Copy out all of the lines below word for word, and leave the pictures out of your answer.
■ ■ ■ ■ ■
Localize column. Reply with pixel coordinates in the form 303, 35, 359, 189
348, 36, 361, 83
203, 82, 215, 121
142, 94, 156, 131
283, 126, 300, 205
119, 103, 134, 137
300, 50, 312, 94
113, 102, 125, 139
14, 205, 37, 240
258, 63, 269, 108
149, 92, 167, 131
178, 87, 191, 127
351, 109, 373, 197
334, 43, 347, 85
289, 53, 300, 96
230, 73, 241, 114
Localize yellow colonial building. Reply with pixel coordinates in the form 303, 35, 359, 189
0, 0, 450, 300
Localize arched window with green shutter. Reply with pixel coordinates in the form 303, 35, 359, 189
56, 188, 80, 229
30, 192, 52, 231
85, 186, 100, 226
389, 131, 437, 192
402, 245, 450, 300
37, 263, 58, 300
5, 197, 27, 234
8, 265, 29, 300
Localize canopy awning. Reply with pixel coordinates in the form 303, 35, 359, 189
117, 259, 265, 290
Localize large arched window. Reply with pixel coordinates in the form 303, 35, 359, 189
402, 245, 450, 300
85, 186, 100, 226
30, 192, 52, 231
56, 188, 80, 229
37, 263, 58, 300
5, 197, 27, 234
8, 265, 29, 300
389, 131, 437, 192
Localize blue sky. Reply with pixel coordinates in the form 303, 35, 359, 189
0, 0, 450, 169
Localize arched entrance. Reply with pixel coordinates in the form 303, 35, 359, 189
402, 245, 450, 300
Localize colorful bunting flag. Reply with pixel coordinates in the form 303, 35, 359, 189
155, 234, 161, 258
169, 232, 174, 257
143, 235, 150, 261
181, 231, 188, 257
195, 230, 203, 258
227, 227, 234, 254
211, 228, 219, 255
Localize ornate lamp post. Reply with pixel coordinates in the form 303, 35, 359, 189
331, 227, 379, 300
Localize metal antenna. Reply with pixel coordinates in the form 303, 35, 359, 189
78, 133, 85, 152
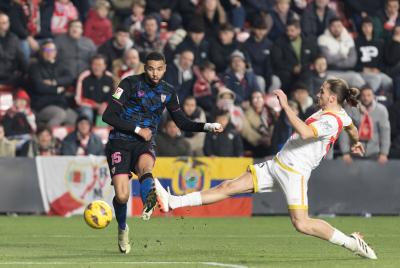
■ ■ ■ ■ ■
_Result of this task_
Localize column. Reply with pixel coordinates in the form 303, 35, 359, 189
348, 36, 361, 83
203, 82, 215, 121
142, 94, 156, 131
283, 126, 300, 205
119, 103, 134, 137
300, 50, 312, 94
113, 102, 125, 139
14, 205, 37, 240
258, 63, 269, 108
149, 92, 167, 131
178, 87, 191, 127
351, 109, 373, 197
334, 43, 347, 85
289, 53, 300, 96
230, 73, 241, 114
Localize yellow colonial building. Reply with pixel coordinates in the form 303, 35, 359, 189
0, 0, 450, 300
Localize arched window with green shutter. Reply with pixel coordinates in the form 303, 35, 359, 189
56, 188, 80, 229
30, 192, 52, 231
85, 186, 100, 226
389, 131, 437, 192
402, 245, 450, 300
37, 263, 58, 300
5, 197, 27, 234
8, 265, 29, 300
Localize canopy awning. Reply with pixel coordinates in the form 303, 35, 359, 189
117, 259, 265, 290
Localize large arched window. Reply with pixel coordinates in the form 303, 35, 359, 189
402, 245, 450, 300
85, 186, 100, 226
30, 192, 52, 231
56, 188, 80, 229
37, 263, 58, 300
5, 197, 27, 234
8, 265, 29, 300
389, 131, 437, 192
Localize blue sky. Reply with pixel coordinates in the form 303, 35, 359, 189
0, 0, 450, 169
Localize arched entrance. Reply with pixel coordinates in the form 303, 35, 359, 189
402, 245, 450, 300
Localize colorful bunting flag. Reply with pixel coordinates in the form 303, 35, 359, 189
155, 234, 161, 258
169, 232, 174, 257
143, 235, 150, 261
181, 231, 188, 257
195, 230, 203, 258
227, 227, 234, 254
211, 228, 219, 255
Localize ornate lamp post. Reply with pixel coordinates in the form 303, 35, 359, 189
331, 227, 379, 300
Localize metal antenna. Reply with pixel coordinates in the form 303, 35, 359, 189
78, 133, 85, 152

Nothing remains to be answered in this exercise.